╭─ Source passage

2. The apparatus of claim 1, wherein the video stream comprises 360° panoramic video data, and wherein the portion of the video stream associated with the at least one of the plurality of participants comprises a perspective view of the at least one of the plurality of participants.
3. The apparatus of claim 1, wherein the instructions further cause the apparatus to increase the prominence of the portion of the video stream comprises the memory containing instructions to dynamically update a prominence score associated with the at least one of the plurality of participants.
4. The apparatus of claim 3, wherein each participant in the participant roster is assigned a prominence score based on a number of interest activities recorded over time, and wherein a display dynamically places participants based on the prominence score, and wherein the interest activities are selected from a group consisting of: speaking, gesturing, entering the video stream, or leaving the video stream.
5. The apparatus of claim 1, wherein the instructions further cause the apparatus to query a database to determine if at least one participant is designated for prominent placement in the display, and wherein the participant designation is either manually selected or selected based on the interest activities.
6. The apparatus of claim 1, wherein the media stream further comprises an audio stream and a data stream, and wherein the data stream comprises a document, a chat feed, or presentation slides.

╰─
╭─ Given information

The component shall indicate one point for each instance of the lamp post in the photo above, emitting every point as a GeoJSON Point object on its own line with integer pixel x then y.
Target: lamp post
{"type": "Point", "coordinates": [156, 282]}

╰─

Translate this sentence from the patent claims into Spanish: "The apparatus of claim 1, wherein the media stream further comprises an audio stream and a data stream, and wherein the data stream comprises a document, a chat feed, or presentation slides."

El aparato de la reivindicación 1, en el que el flujo multimedia comprende además un flujo de audio y un flujo de datos, y en el que el flujo de datos comprende un documento, un canal de chat o diapositivas de presentación.